• [Work request A] From the article on protein complexes, write out the passage from "A new study" up to and including "to treat disease.".
• [Work request B]
Answer these questions using the article on protein complexes:
(i) Which yeast species did the researchers model?
(ii) About how many proteins does that yeast have?
(iii) In whose lab is Ian Humphreys a graduate student?
• [Work request C] Continue the article on protein complexes past its final sentence.

• [Page text]
»»

A new study peers into the structure of hundreds of protein complexes, tiny machines in cells that control everything from energy use to DNA replication. Researchers at the University of Washington’s Institute for Protein Design helped lead the study, which leverages new deep learning tools and could lead to new ways to treat disease.
This spring the IPD unveiled its deep learning software to predict protein folding, on the heels of a similar tool built by Alphabet subsidiary DeepMind. The tools have stunned researchers with their speed and accuracy at predicting how proteins form into three dimensional shapes.
Proteins are made up of strings of amino acid building blocks, but they need to fold correctly to work. IPD’s RoseTTAFold and DeepMind’s AlphaFold have been used to predict the shapes of thousands of proteins since their release.
Inside cells, proteins often interact with each other in machine-like protein complexes that perform a variety of tasks. Many approved drugs also interfere with protein complexes, such as chemotherapies that hijack machinery involved in DNA replication and cell division.
“To really understand the cellular conditions that give rise to health and disease, it’s essential to know how different proteins in a cell work together,” said co-lead author Ian Humphreys, a graduate student in the lab of IPD head David Baker, in a press release.
In the new study, Humphreys, Baker and their colleagues model most of the protein interactions that occur in the yeast Saccharomyces cerevisiae. This single-celled organism resembles human cells in how it carries out basic functions like growth, division, waste disposal and environmental sensing — all controlled by protein complexes.
The yeast has about 6,000 proteins. To predict which of these proteins might interact, the researchers turned to evolutionary biology. As proteins evolve, they often accumulate mutations in tandem — if a building block is changed in one protein, a corresponding building block is changed in a partner protein. Such tandem changes assure that the complex stays intact.
The researchers identified pairs of proteins that acquired mutations in such a linked way, suggesting that they might physically interact. They then deployed RoseTTAFold and AlphaFold to model the three-dimensional shape of these interacting proteins.

««

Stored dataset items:
»»

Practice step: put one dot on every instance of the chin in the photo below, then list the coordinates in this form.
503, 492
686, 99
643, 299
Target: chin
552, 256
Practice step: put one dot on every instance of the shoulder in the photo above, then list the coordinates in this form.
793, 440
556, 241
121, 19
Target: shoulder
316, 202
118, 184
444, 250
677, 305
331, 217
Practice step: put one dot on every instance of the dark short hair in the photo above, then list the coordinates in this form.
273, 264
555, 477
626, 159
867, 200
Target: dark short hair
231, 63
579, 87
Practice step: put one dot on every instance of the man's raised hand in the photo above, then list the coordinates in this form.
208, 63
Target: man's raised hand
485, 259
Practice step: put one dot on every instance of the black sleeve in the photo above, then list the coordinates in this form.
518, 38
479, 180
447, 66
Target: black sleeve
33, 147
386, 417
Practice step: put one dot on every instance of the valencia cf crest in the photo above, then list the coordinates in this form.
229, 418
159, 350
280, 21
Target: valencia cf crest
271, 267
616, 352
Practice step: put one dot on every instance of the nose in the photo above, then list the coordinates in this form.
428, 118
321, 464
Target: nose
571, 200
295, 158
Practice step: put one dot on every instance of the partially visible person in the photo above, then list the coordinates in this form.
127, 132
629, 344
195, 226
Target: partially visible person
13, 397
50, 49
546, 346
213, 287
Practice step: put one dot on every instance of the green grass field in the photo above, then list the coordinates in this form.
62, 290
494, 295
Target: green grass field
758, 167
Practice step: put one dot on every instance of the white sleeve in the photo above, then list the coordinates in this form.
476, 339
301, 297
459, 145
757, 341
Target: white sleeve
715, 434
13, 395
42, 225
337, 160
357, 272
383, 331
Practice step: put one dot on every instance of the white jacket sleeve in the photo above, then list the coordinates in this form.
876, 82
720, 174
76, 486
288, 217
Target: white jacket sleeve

««
»»

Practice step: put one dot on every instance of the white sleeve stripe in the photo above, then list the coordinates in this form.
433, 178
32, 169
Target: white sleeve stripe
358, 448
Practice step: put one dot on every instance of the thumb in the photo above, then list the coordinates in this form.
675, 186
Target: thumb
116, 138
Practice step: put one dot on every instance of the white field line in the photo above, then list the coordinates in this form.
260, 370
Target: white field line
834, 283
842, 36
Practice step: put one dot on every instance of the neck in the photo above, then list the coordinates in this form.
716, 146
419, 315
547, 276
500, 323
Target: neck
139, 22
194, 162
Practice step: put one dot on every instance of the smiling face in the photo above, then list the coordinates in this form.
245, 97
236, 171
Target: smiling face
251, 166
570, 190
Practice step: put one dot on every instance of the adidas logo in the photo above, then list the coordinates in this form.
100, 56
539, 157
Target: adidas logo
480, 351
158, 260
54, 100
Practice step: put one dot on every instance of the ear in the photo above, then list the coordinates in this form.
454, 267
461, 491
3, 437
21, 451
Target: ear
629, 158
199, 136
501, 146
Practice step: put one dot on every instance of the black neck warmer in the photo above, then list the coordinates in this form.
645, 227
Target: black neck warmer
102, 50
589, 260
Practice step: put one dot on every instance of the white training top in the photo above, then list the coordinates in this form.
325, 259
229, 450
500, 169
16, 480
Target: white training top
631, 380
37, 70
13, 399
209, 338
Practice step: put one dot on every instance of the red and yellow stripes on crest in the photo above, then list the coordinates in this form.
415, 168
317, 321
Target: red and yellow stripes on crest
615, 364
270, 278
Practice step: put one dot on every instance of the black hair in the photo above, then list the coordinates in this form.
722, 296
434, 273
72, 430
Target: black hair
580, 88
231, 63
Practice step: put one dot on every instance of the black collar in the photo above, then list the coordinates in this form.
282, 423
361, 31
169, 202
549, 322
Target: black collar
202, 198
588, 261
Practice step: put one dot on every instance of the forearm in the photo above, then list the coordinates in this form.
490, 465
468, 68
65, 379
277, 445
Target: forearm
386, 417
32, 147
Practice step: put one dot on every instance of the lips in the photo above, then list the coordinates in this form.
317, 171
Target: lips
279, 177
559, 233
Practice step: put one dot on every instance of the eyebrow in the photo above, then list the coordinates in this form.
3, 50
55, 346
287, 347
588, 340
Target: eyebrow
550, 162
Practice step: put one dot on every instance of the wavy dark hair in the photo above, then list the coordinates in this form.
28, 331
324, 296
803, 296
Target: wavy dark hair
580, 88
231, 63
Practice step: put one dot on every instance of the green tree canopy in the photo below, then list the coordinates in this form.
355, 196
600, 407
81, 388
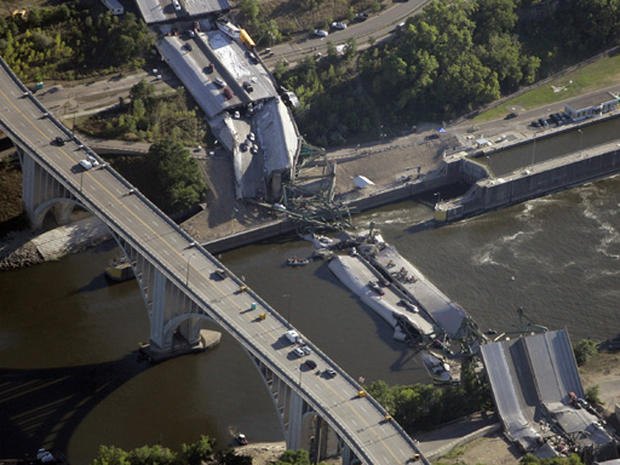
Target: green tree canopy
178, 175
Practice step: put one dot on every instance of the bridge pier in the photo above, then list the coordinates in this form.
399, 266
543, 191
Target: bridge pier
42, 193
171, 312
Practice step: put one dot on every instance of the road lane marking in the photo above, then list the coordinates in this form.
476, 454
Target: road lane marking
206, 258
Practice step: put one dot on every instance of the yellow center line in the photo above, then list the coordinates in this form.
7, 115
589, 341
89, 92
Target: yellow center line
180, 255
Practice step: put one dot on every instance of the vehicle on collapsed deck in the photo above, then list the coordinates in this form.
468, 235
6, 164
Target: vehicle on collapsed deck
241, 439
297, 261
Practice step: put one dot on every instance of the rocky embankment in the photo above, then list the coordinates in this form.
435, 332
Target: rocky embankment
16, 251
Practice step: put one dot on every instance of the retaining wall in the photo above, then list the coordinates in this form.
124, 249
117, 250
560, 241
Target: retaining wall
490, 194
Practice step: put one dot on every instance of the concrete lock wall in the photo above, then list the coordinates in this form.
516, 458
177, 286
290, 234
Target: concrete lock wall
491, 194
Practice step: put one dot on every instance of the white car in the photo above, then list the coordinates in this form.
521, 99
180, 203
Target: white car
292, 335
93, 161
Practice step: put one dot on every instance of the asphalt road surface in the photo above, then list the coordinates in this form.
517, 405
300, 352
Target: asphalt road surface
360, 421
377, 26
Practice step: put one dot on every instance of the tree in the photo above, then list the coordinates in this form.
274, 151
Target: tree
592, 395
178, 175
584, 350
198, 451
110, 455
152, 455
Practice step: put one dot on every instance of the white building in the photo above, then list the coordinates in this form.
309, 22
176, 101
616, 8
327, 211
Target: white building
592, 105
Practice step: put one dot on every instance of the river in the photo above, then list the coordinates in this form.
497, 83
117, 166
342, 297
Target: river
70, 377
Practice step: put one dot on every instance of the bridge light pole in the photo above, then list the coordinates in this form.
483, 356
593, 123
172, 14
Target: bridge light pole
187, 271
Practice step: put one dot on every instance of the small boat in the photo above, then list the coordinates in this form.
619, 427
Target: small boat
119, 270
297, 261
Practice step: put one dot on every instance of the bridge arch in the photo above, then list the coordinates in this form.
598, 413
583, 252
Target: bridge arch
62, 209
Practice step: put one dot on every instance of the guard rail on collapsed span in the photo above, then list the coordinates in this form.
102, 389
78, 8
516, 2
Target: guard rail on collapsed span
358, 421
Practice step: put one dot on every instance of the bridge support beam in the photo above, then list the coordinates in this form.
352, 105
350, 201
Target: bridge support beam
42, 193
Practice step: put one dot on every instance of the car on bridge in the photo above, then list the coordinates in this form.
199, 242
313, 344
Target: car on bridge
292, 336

««

• [Written response A]
A new study peers into the structure of hundreds of protein complexes, tiny machines in cells that control everything from energy use to DNA replication. Researchers at the University of Washington’s Institute for Protein Design helped lead the study, which leverages new deep learning tools and could lead to new ways to treat disease.

• [Written response B]
(i) Saccharomyces cerevisiae
(ii) About 6,000
(iii) David Baker's

• [Written response C]
After sifting through millions of potential pairings, the deep learning tools pulled out 1,506 proteins that were likely to interact. From these proteins, the tools successfully modeled 712 protein complexes.
More than 100 of the protein interactions had not been identified before. One of the new complexes contains a protein involved in DNA repair and cancer progression, and another contains an enzyme implicated in neurodevelopmental disorders and cancer.
The new findings open the door to future investigations examining the complexes and how they work. And they could ultimately lead to drugs that interfere with cellular machinery involved in disease.
“These models give hypotheses for experimentalists to test,” Qian Cong told Science, which published the study Thursday. Cong is co-corresponding author with Baker and was a UW research fellow before becoming an assistant professor at University of Texas Southwestern Medical Center last year.
The new findings also set the stage for later studies deploying RoseTTAFold and DeepMind to map the universe of human protein complexes.
The study involved computational experts, researchers in evolution, and structural biologists who helped interpret the three-dimensional protein models.
“As computer methods become more powerful, it is easier than ever to generate large amounts of scientific data, but to make sense of it all still requires scientific experts,” said Baker in the release. “This is community science at its best.”